◆ PROBLEM A
Reproduce the coffee table thread from "I was contacted" up to and including "is ordering them).".
◆ PROBLEM B
List every dollar amount that appears in the coffee table thread.

◆ PAGE EXTRACT
▼
# Nakashima for Widdicomb Sundra Coffee Table



## gideon (May 26, 2010)

I was contacted by a repeat customer to see if I could build a simplified version of this 1958 classic in walnut, a bit shorter and with bowties (I don't need to put them in everything but everybody working with me is ordering them). 

This is what the table originally looked like - really interesting details but my client didn't want the burl or edging - only walnut. 

I have to wonder is Gibson rocked this table for their explorer or if Nakashima saw the explorer. Both were released the same year. :laughing:


----------



## gideon (May 26, 2010)

So, aside from getting the material, the first thing I did was to get a scaled print out of the top - Kinko's $15 bux. Not bad!

Print out was60" wide x 30" for a finished width of about 58"


----------



## gideon (May 26, 2010)

Next is the glue up. Thinking now I should have done the spline in the matching wood I did the bowties in - English brown oak. But didn't want to waste the wood like that. $16 bux pbf but I got it all for $1 per pound. Can't always get that pricing tho.
▲
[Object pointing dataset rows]
▼
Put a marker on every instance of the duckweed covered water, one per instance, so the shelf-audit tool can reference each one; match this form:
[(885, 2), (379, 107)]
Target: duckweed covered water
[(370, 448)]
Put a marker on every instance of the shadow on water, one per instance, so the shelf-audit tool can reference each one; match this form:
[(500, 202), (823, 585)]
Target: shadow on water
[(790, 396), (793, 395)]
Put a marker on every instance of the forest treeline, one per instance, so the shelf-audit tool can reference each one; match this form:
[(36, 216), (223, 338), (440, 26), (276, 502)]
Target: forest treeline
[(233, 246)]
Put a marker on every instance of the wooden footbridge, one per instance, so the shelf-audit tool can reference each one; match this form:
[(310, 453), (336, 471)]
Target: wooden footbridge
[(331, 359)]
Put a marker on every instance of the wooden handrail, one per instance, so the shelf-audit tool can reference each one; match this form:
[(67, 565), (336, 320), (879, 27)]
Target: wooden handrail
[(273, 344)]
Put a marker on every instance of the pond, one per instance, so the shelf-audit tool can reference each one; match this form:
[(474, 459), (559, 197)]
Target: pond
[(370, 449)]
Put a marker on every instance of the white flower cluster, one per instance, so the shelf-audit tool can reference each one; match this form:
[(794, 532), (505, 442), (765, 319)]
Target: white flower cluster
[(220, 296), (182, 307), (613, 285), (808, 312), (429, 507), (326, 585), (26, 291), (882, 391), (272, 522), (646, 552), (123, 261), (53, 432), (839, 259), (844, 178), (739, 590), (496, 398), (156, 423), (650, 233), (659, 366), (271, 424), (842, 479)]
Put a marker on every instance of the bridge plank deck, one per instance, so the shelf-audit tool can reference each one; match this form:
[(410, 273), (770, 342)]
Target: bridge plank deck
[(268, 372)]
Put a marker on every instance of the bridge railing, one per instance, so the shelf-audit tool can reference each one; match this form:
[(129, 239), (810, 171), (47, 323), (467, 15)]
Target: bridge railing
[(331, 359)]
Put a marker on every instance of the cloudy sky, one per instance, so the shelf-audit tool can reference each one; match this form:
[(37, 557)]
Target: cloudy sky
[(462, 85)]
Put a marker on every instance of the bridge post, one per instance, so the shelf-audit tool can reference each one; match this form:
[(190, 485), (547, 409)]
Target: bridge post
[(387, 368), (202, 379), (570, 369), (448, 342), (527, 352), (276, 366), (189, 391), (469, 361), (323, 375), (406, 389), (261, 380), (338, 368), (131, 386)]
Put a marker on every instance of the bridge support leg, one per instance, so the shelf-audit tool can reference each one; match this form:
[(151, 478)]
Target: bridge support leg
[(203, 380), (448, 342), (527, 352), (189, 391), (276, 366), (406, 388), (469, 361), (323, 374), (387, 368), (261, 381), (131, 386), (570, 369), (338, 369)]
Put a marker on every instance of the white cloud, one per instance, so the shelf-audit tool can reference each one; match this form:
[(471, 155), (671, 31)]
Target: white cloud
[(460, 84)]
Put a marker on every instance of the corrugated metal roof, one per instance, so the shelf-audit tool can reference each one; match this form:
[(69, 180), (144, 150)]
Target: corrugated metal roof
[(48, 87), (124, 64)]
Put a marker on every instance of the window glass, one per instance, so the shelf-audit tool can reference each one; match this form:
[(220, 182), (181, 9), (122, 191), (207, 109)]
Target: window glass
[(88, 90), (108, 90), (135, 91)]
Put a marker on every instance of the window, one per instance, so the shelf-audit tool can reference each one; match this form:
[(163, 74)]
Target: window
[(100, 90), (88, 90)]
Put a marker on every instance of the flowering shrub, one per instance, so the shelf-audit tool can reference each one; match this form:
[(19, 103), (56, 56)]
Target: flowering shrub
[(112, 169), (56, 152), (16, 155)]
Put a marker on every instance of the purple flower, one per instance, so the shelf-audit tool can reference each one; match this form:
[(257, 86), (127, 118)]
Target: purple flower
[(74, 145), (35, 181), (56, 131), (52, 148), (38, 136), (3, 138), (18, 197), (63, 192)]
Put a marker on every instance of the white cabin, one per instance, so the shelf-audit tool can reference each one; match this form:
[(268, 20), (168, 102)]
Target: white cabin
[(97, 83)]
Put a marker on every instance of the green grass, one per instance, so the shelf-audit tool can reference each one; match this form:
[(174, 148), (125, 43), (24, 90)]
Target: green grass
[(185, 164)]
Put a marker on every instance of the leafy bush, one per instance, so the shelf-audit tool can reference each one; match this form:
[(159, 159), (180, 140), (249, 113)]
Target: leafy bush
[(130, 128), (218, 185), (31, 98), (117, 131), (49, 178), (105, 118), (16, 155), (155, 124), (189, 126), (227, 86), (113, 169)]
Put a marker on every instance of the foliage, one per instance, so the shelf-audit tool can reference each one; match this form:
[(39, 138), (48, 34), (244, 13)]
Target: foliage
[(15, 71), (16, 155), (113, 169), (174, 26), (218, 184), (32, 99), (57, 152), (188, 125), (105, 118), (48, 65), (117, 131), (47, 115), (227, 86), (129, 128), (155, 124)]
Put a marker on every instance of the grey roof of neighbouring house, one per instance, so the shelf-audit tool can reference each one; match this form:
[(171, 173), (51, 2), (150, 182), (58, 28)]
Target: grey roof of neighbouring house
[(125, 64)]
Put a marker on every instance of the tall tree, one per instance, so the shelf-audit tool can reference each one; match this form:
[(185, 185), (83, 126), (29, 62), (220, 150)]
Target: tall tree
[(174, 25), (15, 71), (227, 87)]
▲
◆ TASK RESULT A
I was contacted by a repeat customer to see if I could build a simplified version of this 1958 classic in walnut, a bit shorter and with bowties (I don't need to put them in everything but everybody working with me is ordering them).

◆ TASK RESULT B
$15
$16
$1